ABOUT THIS EXERCISE: This task calls for copying each line below that contains "fried".

● ● ● ●

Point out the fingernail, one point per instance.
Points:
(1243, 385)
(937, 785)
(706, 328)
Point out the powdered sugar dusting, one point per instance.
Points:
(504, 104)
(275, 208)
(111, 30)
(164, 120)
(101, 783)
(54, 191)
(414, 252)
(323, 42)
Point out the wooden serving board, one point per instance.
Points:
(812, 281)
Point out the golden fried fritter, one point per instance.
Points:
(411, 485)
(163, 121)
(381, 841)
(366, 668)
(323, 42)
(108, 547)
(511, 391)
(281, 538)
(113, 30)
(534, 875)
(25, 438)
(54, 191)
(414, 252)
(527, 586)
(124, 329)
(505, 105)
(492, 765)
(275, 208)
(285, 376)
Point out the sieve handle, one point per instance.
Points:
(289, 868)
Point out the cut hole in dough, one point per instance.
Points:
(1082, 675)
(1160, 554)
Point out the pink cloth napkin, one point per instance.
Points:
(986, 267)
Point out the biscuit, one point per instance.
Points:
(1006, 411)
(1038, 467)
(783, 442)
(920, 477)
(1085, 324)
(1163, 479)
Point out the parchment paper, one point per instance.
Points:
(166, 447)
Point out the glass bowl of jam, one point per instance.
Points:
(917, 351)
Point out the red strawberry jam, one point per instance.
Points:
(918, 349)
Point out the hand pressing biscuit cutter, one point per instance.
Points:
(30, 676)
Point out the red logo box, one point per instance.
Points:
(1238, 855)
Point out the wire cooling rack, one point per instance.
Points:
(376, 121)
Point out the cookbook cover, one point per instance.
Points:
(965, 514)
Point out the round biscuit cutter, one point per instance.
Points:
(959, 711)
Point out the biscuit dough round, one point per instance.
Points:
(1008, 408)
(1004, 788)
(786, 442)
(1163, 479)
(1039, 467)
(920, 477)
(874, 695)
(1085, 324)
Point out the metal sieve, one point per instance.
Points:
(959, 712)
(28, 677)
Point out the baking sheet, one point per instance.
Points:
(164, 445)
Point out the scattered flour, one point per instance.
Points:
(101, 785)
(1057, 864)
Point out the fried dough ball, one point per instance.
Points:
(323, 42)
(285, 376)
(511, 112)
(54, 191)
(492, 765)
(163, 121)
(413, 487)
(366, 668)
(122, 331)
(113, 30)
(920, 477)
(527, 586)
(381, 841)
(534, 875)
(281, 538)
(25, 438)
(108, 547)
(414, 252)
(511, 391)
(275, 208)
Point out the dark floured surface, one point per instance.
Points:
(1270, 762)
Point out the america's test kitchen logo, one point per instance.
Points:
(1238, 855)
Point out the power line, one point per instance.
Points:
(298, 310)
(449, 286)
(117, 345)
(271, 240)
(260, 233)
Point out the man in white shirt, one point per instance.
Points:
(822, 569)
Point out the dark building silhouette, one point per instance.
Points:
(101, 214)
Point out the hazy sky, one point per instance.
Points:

● ● ● ●

RESPONSE AREA:
Point out the golden fried fritter, one point per instance.
Point out the fried dough ball, one point per instance.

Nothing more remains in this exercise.